#### [Consigne 1]
Dressez la liste de toutes les maladies ou troubles que le texte de lecture présente comme traités par la stimulation cérébrale profonde.
#### [Consigne 2]
Recopiez à l'identique tout ce qui va de « Les travaux dans » jusqu'à « à la motricité. » dans le texte de lecture.

#### [Texte de lecture]
Les travaux dans le domaine de l’endovasculaire, représentés entre autres à l’hôpital Bichat, ont beaucoup progressé.

Ces unités ont crée un lien important avec d’autres disciplines comme l’imagerie et la cardiologie, qui bénéficient également des progrès obtenus.

La stimulation cérébrale profonde (DBS), technologie de pointe initialement découverte par les équipes de Grenoble, a été en forte expansion, principalement pour des pathologies liées à la motricité.

Si elle est utilisée en routine avec succès pour traiter la maladie de Parkinson depuis de nombreuses années, elle demeure innovante notamment grâce aux nouvelles indications et aux améliorations techniques (réglages, interface cerveau-machine). Pour le traitement des mouvements anormaux tels que la dystonie, on obtient à présent une restauration de 50 à 90% des capacités du patient, alors que ces patients souffraient d’une absence quasi totale de traitement auparavant. La DBS peut être utilisée également pour le traitement du syndrome de Gilles de la Tourette ou les troubles obsessifs compulsifs très sévères (TOC). Les équipes neurologiques ont également affiné le suivi des patients traités par DBS ce qui permet de mieux étudier les facteurs de pronostic, lors d’une indication opératoire.

#### [Données]
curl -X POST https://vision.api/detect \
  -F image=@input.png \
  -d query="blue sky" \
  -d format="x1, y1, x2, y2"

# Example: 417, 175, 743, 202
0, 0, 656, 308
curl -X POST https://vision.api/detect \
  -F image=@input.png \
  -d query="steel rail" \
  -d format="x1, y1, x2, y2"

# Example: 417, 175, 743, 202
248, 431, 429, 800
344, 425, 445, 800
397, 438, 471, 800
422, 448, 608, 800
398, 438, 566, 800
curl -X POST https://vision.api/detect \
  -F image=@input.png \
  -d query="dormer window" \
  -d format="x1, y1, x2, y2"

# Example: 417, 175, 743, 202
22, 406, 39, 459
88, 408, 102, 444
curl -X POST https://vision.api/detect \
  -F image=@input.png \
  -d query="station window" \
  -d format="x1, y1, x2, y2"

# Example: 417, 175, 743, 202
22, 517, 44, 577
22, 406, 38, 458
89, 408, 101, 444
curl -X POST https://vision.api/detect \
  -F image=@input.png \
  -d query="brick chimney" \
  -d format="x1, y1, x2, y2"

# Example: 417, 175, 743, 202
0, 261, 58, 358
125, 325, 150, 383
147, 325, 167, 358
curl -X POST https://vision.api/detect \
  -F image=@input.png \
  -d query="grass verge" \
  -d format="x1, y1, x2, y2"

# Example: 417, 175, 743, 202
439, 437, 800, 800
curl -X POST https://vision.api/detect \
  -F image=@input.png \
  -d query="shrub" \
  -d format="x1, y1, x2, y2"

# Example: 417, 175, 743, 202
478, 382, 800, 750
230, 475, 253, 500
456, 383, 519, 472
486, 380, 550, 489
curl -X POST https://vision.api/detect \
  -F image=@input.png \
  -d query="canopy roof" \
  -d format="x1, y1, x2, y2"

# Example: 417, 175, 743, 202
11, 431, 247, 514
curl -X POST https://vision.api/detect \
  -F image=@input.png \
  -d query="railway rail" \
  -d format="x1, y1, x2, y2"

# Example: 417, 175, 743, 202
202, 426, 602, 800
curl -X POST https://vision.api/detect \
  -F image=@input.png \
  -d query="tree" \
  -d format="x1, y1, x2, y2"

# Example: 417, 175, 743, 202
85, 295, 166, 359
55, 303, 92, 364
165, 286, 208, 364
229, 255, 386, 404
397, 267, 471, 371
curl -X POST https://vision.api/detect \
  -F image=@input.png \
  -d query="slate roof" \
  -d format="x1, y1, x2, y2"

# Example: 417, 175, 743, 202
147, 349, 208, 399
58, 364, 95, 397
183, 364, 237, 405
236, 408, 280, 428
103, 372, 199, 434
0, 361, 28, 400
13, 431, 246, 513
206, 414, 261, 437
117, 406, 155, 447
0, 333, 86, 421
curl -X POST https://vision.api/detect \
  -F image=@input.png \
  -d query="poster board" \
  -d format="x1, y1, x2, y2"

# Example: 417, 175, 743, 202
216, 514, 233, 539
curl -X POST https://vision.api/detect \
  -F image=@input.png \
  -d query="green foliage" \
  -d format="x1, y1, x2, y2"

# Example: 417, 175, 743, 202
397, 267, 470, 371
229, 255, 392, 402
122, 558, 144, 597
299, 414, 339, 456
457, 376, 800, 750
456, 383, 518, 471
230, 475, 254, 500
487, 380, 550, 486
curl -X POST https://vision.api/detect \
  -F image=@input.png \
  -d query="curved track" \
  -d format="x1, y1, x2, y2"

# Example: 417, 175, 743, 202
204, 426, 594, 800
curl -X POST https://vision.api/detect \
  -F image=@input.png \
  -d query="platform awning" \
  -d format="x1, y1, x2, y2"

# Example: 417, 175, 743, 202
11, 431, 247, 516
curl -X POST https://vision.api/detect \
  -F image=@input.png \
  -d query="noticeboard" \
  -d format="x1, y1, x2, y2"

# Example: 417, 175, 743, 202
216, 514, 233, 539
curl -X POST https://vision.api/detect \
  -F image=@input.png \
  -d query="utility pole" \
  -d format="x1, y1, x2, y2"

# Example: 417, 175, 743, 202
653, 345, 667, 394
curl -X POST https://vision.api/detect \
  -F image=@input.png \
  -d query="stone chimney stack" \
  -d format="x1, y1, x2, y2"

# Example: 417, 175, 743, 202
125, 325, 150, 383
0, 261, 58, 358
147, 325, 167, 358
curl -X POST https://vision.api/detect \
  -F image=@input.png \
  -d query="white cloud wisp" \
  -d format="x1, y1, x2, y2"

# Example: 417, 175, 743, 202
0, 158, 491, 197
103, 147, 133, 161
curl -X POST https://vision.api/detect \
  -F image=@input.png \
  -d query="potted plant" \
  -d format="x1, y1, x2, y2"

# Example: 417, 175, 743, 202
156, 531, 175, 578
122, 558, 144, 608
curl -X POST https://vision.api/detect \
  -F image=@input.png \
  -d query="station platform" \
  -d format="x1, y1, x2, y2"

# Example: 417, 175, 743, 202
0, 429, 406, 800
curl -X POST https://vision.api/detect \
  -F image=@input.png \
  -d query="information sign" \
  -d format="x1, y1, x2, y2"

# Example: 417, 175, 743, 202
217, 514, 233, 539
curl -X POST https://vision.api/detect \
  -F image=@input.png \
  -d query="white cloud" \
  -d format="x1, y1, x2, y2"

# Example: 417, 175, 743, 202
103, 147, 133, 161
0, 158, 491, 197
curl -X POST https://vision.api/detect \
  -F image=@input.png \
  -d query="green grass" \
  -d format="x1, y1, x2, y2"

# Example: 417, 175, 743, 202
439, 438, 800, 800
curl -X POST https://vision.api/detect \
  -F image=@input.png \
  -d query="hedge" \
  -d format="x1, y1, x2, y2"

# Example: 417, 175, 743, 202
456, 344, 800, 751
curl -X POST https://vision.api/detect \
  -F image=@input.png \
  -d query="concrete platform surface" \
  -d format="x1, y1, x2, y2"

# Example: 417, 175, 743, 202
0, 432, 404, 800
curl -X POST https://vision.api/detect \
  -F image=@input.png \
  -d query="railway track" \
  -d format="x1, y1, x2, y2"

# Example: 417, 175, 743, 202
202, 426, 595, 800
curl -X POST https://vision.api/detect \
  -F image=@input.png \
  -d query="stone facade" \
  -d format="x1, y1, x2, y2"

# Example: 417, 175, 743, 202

#### [Zone de réponse 1]
- la maladie de Parkinson
- la dystonie
- le syndrome de Gilles de la Tourette
- les troubles obsessifs compulsifs très sévères (TOC)

#### [Zone de réponse 2]
Les travaux dans le domaine de l’endovasculaire, représentés entre autres à l’hôpital Bichat, ont beaucoup progressé.

Ces unités ont crée un lien important avec d’autres disciplines comme l’imagerie et la cardiologie, qui bénéficient également des progrès obtenus.

La stimulation cérébrale profonde (DBS), technologie de pointe initialement découverte par les équipes de Grenoble, a été en forte expansion, principalement pour des pathologies liées à la motricité.